AUFGABE 1: Gib den Text über Hans Jochen Genthe wortgetreu wieder.
=== DOKUMENT ===
Entspannt in Bewegung

OLYMPUS DIGITAL CAMERADer Neutestamentler Dr. Hans Jochen Genthe, Autor populärwissenschaftlicher theologischer Bücher, Bibelübersetzer und Reisender auf den Spuren der Antike meint: „Ruhestand ist auf gar keinen Fall Stillstand.“

Eine neue Bibel-Übersetzung?

Es gibt die Luther-Übersetzung, die Jerusalemer Bibel, die Züricher Bibel, die Bibel in gerechter Sprache, die Gute Nachricht und so weiter. Wer braucht eine neue Übersetzung? Das hieße für Hans Jochen Genthe, die falsche Frage zu stellen.
===
AUFGABE 2: Zitiere aus den Datensätzen den Abschnitt von der Zeile mit „task: give the outline of each instance of the <item>green“ bis zur Zeile mit „[[[255,133],[217,134],[221,156],[255,159]]]“, beide eingeschlossen.
=== MATERIAL ZUR ÜBUNG ===
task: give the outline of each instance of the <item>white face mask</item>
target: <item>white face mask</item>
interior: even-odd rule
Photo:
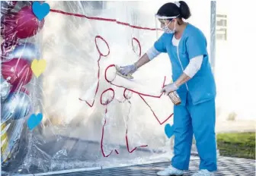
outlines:
[[[165,26],[164,26],[162,29],[166,33],[174,33],[176,31],[176,25],[174,25],[174,29],[170,30],[168,27],[171,23],[171,20]]]

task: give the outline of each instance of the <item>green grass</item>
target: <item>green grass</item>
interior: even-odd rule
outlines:
[[[255,133],[217,134],[221,156],[255,159]]]

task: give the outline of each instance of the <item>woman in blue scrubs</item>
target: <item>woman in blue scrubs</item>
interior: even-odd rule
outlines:
[[[194,176],[214,175],[217,170],[215,134],[216,84],[209,61],[206,37],[200,30],[183,19],[190,17],[183,1],[162,5],[156,14],[165,32],[136,63],[121,67],[123,75],[133,74],[160,53],[167,53],[174,83],[162,92],[177,91],[181,104],[174,107],[174,147],[171,165],[158,175],[182,175],[188,170],[193,134],[200,159]]]

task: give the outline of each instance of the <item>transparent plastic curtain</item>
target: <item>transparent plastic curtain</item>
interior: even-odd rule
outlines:
[[[3,4],[10,10],[2,22],[8,45],[2,52],[2,170],[25,174],[170,161],[173,137],[165,126],[172,125],[173,104],[160,96],[171,81],[168,58],[161,55],[133,80],[114,67],[133,64],[152,46],[162,33],[154,14],[164,2],[46,2],[51,11],[43,21],[30,14],[30,2],[13,9]],[[34,31],[15,26],[16,12],[30,14]],[[30,68],[35,58],[46,62],[38,77]],[[30,130],[28,119],[39,113],[42,121]]]

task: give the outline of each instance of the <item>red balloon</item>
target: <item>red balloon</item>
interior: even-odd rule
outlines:
[[[32,11],[31,6],[22,8],[15,17],[16,35],[20,39],[33,36],[40,31],[43,26],[44,19],[40,21]]]
[[[14,86],[21,87],[32,79],[30,64],[22,58],[13,58],[2,63],[3,77]]]
[[[4,14],[1,17],[1,36],[3,39],[8,39],[12,40],[15,36],[17,13],[10,12],[8,14]]]
[[[11,86],[10,93],[24,93],[27,96],[30,96],[30,92],[24,86]]]

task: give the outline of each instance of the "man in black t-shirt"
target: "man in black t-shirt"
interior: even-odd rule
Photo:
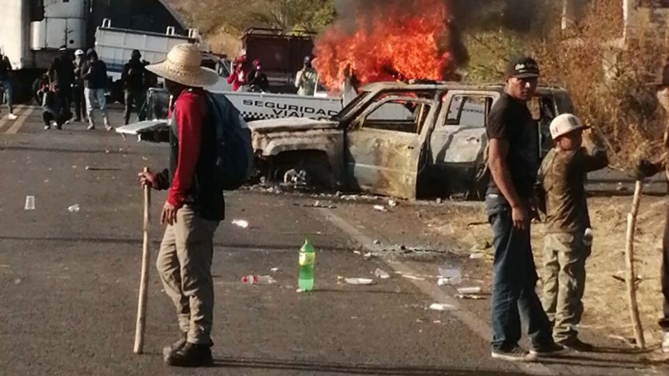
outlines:
[[[533,186],[539,168],[538,125],[527,102],[537,90],[539,65],[528,57],[507,70],[507,86],[493,106],[487,125],[488,166],[491,179],[486,195],[493,233],[492,357],[531,361],[564,349],[553,342],[552,329],[535,291],[539,279],[530,240]],[[528,320],[529,352],[518,344],[521,315]]]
===
ERGEBNIS 1:
Entspannt in Bewegung

OLYMPUS DIGITAL CAMERADer Neutestamentler Dr. Hans Jochen Genthe, Autor populärwissenschaftlicher theologischer Bücher, Bibelübersetzer und Reisender auf den Spuren der Antike meint: „Ruhestand ist auf gar keinen Fall Stillstand.“

Eine neue Bibel-Übersetzung?

Es gibt die Luther-Übersetzung, die Jerusalemer Bibel, die Züricher Bibel, die Bibel in gerechter Sprache, die Gute Nachricht und so weiter. Wer braucht eine neue Übersetzung? Das hieße für Hans Jochen Genthe, die falsche Frage zu stellen.

ERGEBNIS 2:
task: give the outline of each instance of the <item>green grass</item>
target: <item>green grass</item>
interior: even-odd rule
outlines:
[[[255,133],[217,134],[221,156],[255,159]]]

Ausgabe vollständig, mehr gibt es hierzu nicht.